### Source excerpt

'''

IT can save money on its desktop service-level agreements by mixing and matching the level of support to meet the importance of the device.

When it comes to PC lifecycle management, the optimal way for IT professionals to keep support costs down without user downtime going up is to understand the service-level agreement that works best for their organization.

A service-level agreement (SLA) is an arrangement between the service provider and IT that the service provider will deliver a certain level of support based on specific parameters, such as the severity and frequency of a problem, as well as the time of day when the problem occurs. An SLA is essentially a health or life insurance policy for computers, and there are various SLA options IT pros can choose from.

A typical desktop support SLA that a service provider offers will fall into one of two categories: response time agreements and repair time agreements.

Response time agreements vs. repair time agreements

A response time desktop support SLA guarantees the specific length of time it will take a technician to respond to the person who made the request. Contact is usually by phone, but it can also be by email or another means of communication. In-person follow up visits are also common.

'''

### Information provided
'''

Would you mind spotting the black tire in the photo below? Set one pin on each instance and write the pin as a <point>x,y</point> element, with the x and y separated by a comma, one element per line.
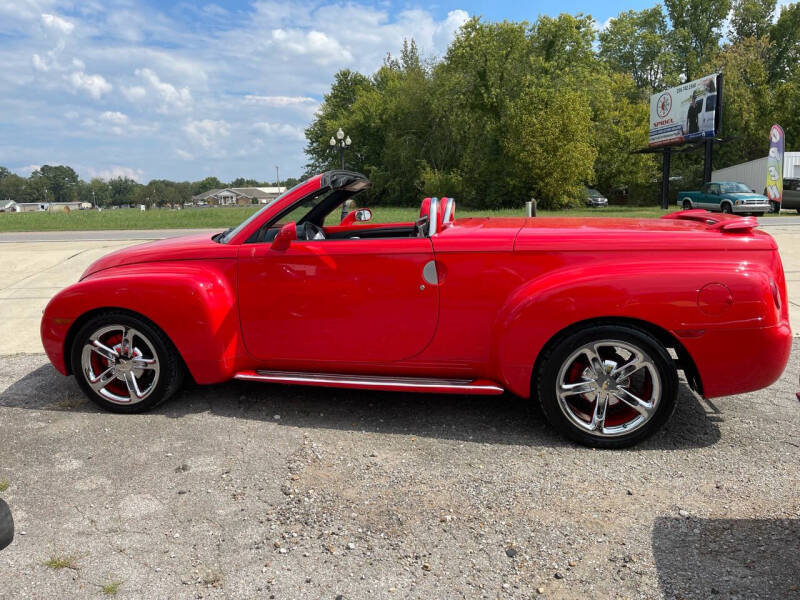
<point>164,382</point>
<point>6,525</point>
<point>562,350</point>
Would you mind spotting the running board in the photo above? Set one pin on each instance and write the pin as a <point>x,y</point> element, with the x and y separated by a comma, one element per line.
<point>479,387</point>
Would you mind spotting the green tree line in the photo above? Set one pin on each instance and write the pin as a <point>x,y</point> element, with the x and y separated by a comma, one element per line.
<point>515,110</point>
<point>61,183</point>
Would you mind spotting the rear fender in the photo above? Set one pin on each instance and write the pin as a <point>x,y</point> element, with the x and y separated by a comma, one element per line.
<point>194,304</point>
<point>662,294</point>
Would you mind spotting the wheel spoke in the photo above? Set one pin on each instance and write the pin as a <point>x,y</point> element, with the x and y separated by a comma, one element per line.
<point>133,385</point>
<point>636,403</point>
<point>144,363</point>
<point>629,368</point>
<point>101,381</point>
<point>599,415</point>
<point>127,341</point>
<point>575,389</point>
<point>595,362</point>
<point>103,350</point>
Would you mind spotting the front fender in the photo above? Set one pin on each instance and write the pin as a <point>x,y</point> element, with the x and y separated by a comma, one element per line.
<point>664,294</point>
<point>193,302</point>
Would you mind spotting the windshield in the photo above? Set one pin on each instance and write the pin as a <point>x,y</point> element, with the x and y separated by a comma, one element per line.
<point>735,188</point>
<point>231,233</point>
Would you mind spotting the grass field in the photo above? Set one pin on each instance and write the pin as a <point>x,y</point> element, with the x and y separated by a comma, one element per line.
<point>223,217</point>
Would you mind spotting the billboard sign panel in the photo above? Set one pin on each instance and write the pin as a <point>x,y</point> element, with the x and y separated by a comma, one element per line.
<point>684,113</point>
<point>774,184</point>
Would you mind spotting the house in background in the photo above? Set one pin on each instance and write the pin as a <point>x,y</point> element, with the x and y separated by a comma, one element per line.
<point>238,196</point>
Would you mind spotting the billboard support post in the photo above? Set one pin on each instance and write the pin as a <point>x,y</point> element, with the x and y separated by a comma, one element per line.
<point>707,162</point>
<point>665,178</point>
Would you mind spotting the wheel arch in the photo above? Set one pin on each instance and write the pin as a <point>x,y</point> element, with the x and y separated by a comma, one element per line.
<point>683,359</point>
<point>75,327</point>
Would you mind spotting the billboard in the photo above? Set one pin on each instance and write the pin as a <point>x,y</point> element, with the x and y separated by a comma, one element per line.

'''

### Set tasks
1 - From the records, reproduce the lines between the one holding "Would you mind spotting the windshield" and the one holding "<point>238,196</point>", inclusive.
2 - Continue the passage on desktop support service-level agreements from its last sentence.
The text and the records are unrelated to each other.

### Responses in order
1 -
Would you mind spotting the windshield in the photo above? Set one pin on each instance and write the pin as a <point>x,y</point> element, with the x and y separated by a comma, one element per line.
<point>735,188</point>
<point>231,233</point>
Would you mind spotting the grass field in the photo above? Set one pin on each instance and write the pin as a <point>x,y</point> element, with the x and y separated by a comma, one element per line.
<point>223,217</point>
Would you mind spotting the billboard sign panel in the photo above? Set one pin on each instance and write the pin as a <point>x,y</point> element, with the x and y separated by a comma, one element per line.
<point>684,113</point>
<point>774,184</point>
Would you mind spotting the house in background in the photo above? Set one pin on each instance and write the pin as a <point>x,y</point> element, with the x and y separated by a comma, one element per line.
<point>238,196</point>

2 -
Response time service-level agreements do not guarantee when the service provider will actually complete the repair, however. IT pros should note what their contract says in terms of response method and options.

Typical response time desktop support SLA terms include:

  • four-hour response, 24/7;
  • eight-hour response, 24/7; and
  • next-day response during business hours -- nine to five.

There is a significant cost difference between a four-hour response and a next-day response.

A repair time desktop response SLA guarantees that the service provider will finish a repair within a given period of time. Because IT can generally replace PCs and desktops quickly with spares, or can reimage the devices themselves rather than logging a service call, repair time agreements are usually reserved for business-critical devices, such as servers hosting virtual machines or databases.

Split the SLA to cut costs

The trick to cutting support costs is to match the desktop support SLA to the importance of specific equipment.

Many organizations will buy a 24/7, four-hour response contract for all their devices even though only a few really need it. A four-hour response contract is really only appropriate in instances where a device failure will prevent multiple users from doing their jobs, or if an outage will take down an online service or resource, hurting revenue.

IT should perform a support analysis of its organization to determine the importance of each device. If a financial company has laptops for its traders on the exchange floor, for example, the traders' laptops will require a higher SLA than the office staff's equipment.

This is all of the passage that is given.